Render all of the material below as a numbered list, dropping any blank lines. Leave the pictures out.
<<<<
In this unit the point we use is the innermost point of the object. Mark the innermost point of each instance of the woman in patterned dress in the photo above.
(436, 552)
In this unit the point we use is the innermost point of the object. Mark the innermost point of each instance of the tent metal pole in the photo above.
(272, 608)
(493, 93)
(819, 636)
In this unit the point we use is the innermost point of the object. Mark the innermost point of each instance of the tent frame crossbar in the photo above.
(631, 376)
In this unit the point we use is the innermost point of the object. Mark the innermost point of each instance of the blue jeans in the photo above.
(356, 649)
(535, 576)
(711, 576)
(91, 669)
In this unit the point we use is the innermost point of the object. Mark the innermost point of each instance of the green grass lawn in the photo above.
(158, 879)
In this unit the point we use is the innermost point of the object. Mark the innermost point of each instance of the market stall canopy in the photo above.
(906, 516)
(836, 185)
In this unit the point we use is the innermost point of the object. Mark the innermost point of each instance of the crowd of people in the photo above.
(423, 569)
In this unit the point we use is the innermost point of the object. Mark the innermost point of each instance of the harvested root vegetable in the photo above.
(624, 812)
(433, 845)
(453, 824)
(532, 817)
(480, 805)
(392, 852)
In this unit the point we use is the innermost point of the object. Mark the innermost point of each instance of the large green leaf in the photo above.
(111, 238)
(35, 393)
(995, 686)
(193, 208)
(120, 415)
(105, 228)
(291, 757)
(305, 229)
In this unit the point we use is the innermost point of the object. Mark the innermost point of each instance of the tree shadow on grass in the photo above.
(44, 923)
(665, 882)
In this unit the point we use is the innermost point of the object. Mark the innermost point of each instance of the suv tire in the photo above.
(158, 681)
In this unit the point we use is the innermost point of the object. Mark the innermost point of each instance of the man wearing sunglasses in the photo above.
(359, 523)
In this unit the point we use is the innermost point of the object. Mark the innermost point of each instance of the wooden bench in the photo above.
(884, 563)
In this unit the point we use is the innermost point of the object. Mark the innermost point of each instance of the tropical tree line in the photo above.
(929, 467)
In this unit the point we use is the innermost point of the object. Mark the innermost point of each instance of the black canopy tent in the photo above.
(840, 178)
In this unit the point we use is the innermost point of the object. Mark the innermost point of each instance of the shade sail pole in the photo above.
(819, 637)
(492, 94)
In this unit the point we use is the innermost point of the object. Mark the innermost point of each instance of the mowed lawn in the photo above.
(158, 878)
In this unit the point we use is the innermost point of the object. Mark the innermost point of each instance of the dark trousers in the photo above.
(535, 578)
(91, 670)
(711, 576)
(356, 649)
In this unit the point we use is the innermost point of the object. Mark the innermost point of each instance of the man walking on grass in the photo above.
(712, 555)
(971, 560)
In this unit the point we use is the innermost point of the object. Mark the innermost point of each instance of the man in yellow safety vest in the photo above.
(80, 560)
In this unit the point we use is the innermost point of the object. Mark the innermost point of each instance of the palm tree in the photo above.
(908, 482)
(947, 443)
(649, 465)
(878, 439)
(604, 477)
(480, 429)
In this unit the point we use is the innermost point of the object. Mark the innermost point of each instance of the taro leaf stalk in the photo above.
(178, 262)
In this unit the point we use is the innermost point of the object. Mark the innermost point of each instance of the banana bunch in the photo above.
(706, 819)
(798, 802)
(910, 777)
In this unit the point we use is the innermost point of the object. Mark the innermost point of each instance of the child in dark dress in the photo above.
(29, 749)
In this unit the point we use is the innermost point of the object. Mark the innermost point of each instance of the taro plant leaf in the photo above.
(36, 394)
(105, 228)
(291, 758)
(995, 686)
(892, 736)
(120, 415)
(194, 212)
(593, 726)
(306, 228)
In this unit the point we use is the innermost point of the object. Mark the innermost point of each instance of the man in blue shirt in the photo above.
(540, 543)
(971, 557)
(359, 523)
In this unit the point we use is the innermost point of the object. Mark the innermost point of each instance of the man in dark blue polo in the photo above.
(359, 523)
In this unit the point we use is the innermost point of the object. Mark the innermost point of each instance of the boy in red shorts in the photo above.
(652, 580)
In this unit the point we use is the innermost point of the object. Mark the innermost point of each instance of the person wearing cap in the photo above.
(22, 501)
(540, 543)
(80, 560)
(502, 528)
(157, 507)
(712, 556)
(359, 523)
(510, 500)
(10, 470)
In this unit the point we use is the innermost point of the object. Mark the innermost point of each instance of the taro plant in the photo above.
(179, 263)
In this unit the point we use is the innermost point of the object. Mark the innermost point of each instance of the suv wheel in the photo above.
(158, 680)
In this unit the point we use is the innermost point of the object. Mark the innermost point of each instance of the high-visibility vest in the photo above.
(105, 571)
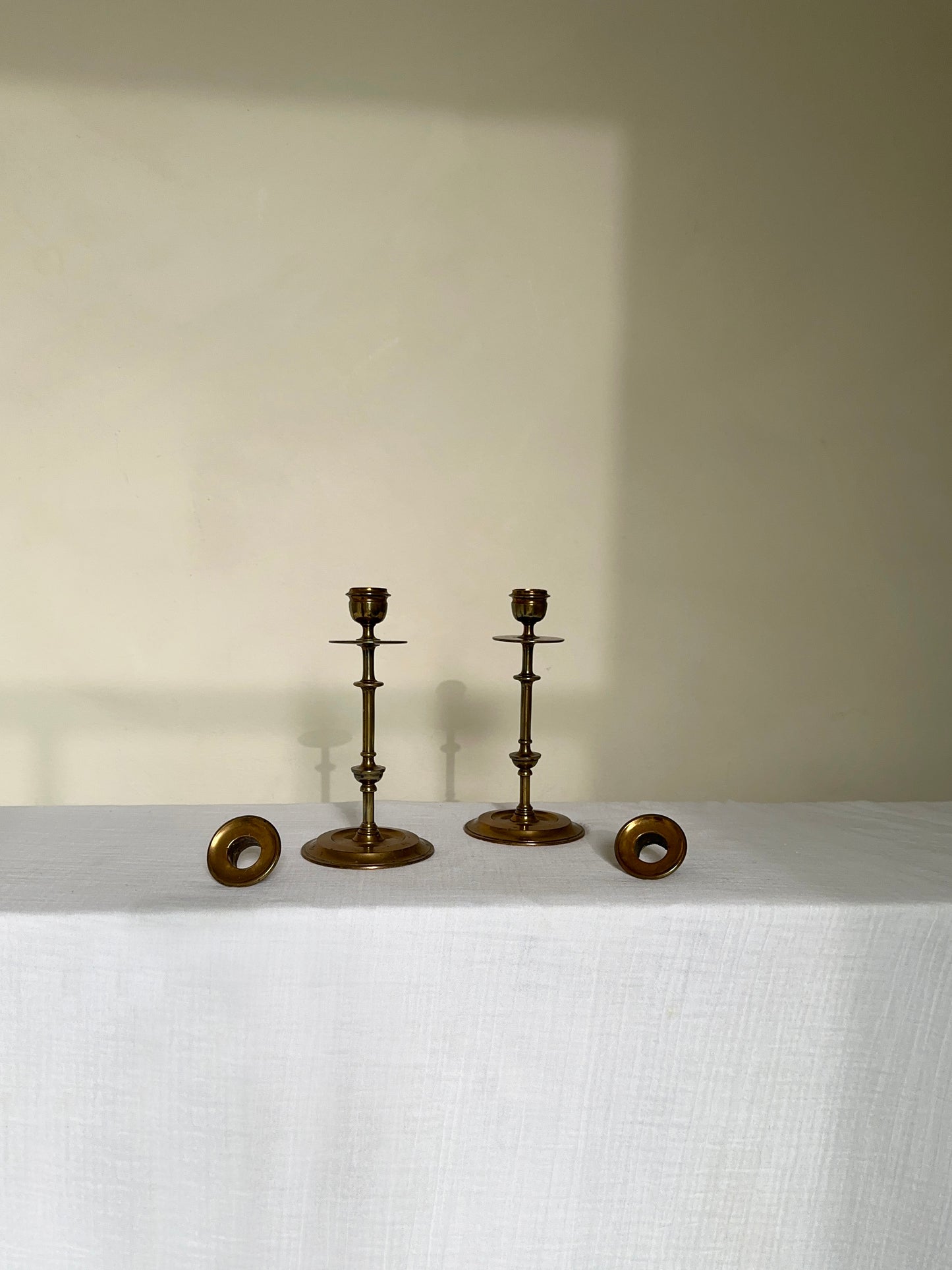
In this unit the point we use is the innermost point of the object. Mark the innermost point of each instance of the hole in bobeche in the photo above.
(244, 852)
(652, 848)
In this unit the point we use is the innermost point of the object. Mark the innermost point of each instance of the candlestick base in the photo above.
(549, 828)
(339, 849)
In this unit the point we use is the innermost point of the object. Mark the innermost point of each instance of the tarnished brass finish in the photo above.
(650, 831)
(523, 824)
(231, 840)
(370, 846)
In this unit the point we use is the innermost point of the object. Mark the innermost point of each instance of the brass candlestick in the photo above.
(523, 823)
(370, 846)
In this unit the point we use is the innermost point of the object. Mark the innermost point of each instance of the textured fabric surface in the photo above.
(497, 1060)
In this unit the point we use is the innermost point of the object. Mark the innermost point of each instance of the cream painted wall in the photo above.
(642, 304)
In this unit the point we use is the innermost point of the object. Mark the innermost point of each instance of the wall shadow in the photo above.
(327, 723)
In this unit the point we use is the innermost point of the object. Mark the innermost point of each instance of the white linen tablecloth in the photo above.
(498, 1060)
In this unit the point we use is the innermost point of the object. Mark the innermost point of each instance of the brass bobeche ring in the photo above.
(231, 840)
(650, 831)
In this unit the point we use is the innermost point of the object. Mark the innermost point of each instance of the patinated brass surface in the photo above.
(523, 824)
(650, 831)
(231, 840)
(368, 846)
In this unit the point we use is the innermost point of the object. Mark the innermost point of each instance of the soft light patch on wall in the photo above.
>>>>
Worked answer:
1. In this unit the point we use is the innermost point of the object. Mark the innermost point of each instance of the woman in patterned dress in the photo above.
2. (436, 552)
3. In this unit the point we use is the innermost point of the object. Mark the innermost point of each instance of the tent metal pole in the photo above.
4. (272, 608)
5. (493, 93)
6. (819, 636)
7. In this unit the point we use is the innermost point of the object. Mark the innermost point of each instance of the tent frame crossbar in the photo above.
8. (631, 376)
9. In this unit the point we use is the innermost point of the object. Mark the innermost point of each instance of the blue jeans in the photo above.
10. (356, 649)
11. (535, 576)
12. (711, 576)
13. (91, 669)
14. In this unit the point we use is the innermost point of the object. Mark the innermost point of each instance of the green grass lawn in the photo above.
15. (158, 879)
16. In this unit the point we use is the innermost point of the object. Mark the innermost point of each instance of the market stall canopy in the photo above.
17. (906, 516)
18. (836, 185)
19. In this unit the point we use is the innermost point of the object. Mark the innermost point of each instance of the crowd of people in the photo above.
20. (423, 569)
21. In this unit the point we use is the innermost point of the object. Mark the innermost point of each instance of the harvested root vegetable in the photo above.
22. (624, 812)
23. (433, 845)
24. (453, 824)
25. (532, 817)
26. (480, 805)
27. (392, 852)
28. In this unit the point we use is the innermost point of the object. Mark the innermost point of each instance of the large green leaf in the photo above.
29. (111, 238)
30. (35, 393)
31. (995, 686)
32. (193, 208)
33. (120, 415)
34. (105, 228)
35. (291, 757)
36. (305, 229)
37. In this unit the point we use is the innermost point of the object. Mark the innermost point of each instance of the tree shadow on grass in the photo above.
38. (44, 923)
39. (665, 882)
40. In this unit the point we use is the innermost point of the object. Mark the innermost point of each instance of the suv tire in the photo above.
41. (158, 681)
42. In this unit the point we use is the innermost point of the object. Mark the innermost point of each instance of the man wearing sunglasses in the photo above.
43. (359, 523)
44. In this unit the point we use is the innermost point of the object. Mark the innermost point of each instance of the wooden bench in the photo above.
45. (884, 563)
46. In this unit the point we use is the innermost point of the object. Mark the innermost point of each instance of the tropical tree line in the photo above.
47. (929, 467)
48. In this unit the point we use is the innermost point of the object. Mark the innermost point of each instance of the black canopy tent in the photo above.
49. (840, 178)
50. In this unit the point we use is the innermost point of the object. Mark the innermost point of each instance of the shade sail pole in the photo above.
51. (819, 637)
52. (492, 94)
53. In this unit the point we use is the innermost point of the object. Mark the innermost point of each instance of the mowed lawn in the photo above.
54. (158, 878)
55. In this unit the point we use is the innermost point of the object. Mark the innermost point of each instance of the dark trousers in the photo above.
56. (535, 578)
57. (91, 670)
58. (711, 576)
59. (356, 649)
60. In this unit the point we use is the innermost point of the object. Mark the innermost point of each instance of the man walking on grass in the photo above.
61. (712, 555)
62. (971, 560)
63. In this unit the point we use is the innermost point of the object. Mark the innermost point of each instance of the man in yellow safety vest in the photo above.
64. (80, 560)
65. In this unit the point we use is the innermost point of the object. Mark the innermost point of each instance of the palm tree in the photo above.
66. (908, 482)
67. (947, 443)
68. (649, 465)
69. (878, 439)
70. (604, 477)
71. (480, 429)
72. In this unit the point we use is the innermost point of the object. Mark the innermost point of each instance of the taro leaf stalk in the photo above.
73. (178, 262)
74. In this unit the point we use is the innermost point of the object. Mark the innermost point of each instance of the banana bunch in the photo above.
75. (706, 819)
76. (798, 802)
77. (910, 777)
78. In this unit the point we use is the innermost point of the object. Mark the innermost point of each instance of the child in dark dress in the photo above.
79. (29, 749)
80. In this unit the point we use is the innermost point of the object. Mark the innermost point of each instance of the taro plant leaf in the photo above.
81. (36, 394)
82. (105, 228)
83. (291, 758)
84. (995, 686)
85. (892, 736)
86. (120, 415)
87. (194, 212)
88. (593, 726)
89. (306, 228)
90. In this unit the point we use is the innermost point of the object. Mark the innermost point of each instance of the man in blue shirt in the photo above.
91. (540, 543)
92. (971, 557)
93. (359, 523)
94. In this unit the point we use is the innermost point of the object. Mark the innermost point of each instance of the man in dark blue polo in the photo above.
95. (359, 523)
96. In this unit the point we use is the innermost point of the object. Mark the innermost point of each instance of the boy in red shorts in the photo above.
97. (652, 580)
98. In this unit the point we use is the innermost point of the object. Mark the innermost point of each instance of the person wearing cap in the photo above.
99. (22, 501)
100. (540, 543)
101. (80, 560)
102. (502, 528)
103. (157, 507)
104. (712, 556)
105. (359, 523)
106. (510, 500)
107. (10, 470)
108. In this unit the point we use is the innermost point of the object. Mark the innermost point of each instance of the taro plant in the photo above.
109. (179, 263)
110. In this unit the point we use is the innermost point of the object. Mark the innermost point of each instance of the suv wheel in the photo above.
111. (158, 680)
112. In this unit the point we use is the innermost point of the object. Mark the innermost point of each instance of the high-visibility vest in the photo above.
113. (105, 571)
114. In this unit the point we use is the innermost point of the object. Mark the innermost point of each instance of the hole in bobeche in the photo above.
115. (244, 852)
116. (652, 848)
117. In this unit the point we use is the innermost point of the object. Mark the innermost point of each instance of the candlestick base in the photo above.
118. (549, 828)
119. (339, 849)
120. In this unit the point we use is the innermost point of the object. Mark the innermost point of each instance of the tarnished brass finish in the photo above.
121. (650, 831)
122. (523, 824)
123. (231, 840)
124. (370, 846)
125. In this unit the point we use is the innermost point of the object. Mark the innermost point of each instance of the brass candlestick in the photo above.
126. (523, 823)
127. (370, 846)
128. In this unit the point we use is the innermost point of the object. Mark the innermost point of each instance of the textured fabric surface in the photo above.
129. (497, 1060)
130. In this unit the point we use is the innermost point of the object. Mark the innermost point of each instance of the cream painted wall in the photo above.
131. (642, 304)
132. In this unit the point we use is the innermost point of the object. Mark the innermost point of each instance of the wall shadow in the photo above.
133. (327, 723)
134. In this unit the point we use is the innermost point of the object. Mark the innermost point of each instance of the white linen tablecloth in the photo above.
135. (498, 1060)
136. In this unit the point we use is the innermost point of the object. Mark the innermost point of each instance of the brass bobeche ring in the photo above.
137. (231, 840)
138. (650, 831)
139. In this unit the point we use is the innermost point of the object. Mark the innermost point of each instance of the patinated brass surface in the photo above.
140. (523, 824)
141. (650, 831)
142. (231, 840)
143. (368, 846)
144. In this unit the point we use is the innermost point of the object. Mark the innermost point of each instance of the soft light patch on wall in the photo above.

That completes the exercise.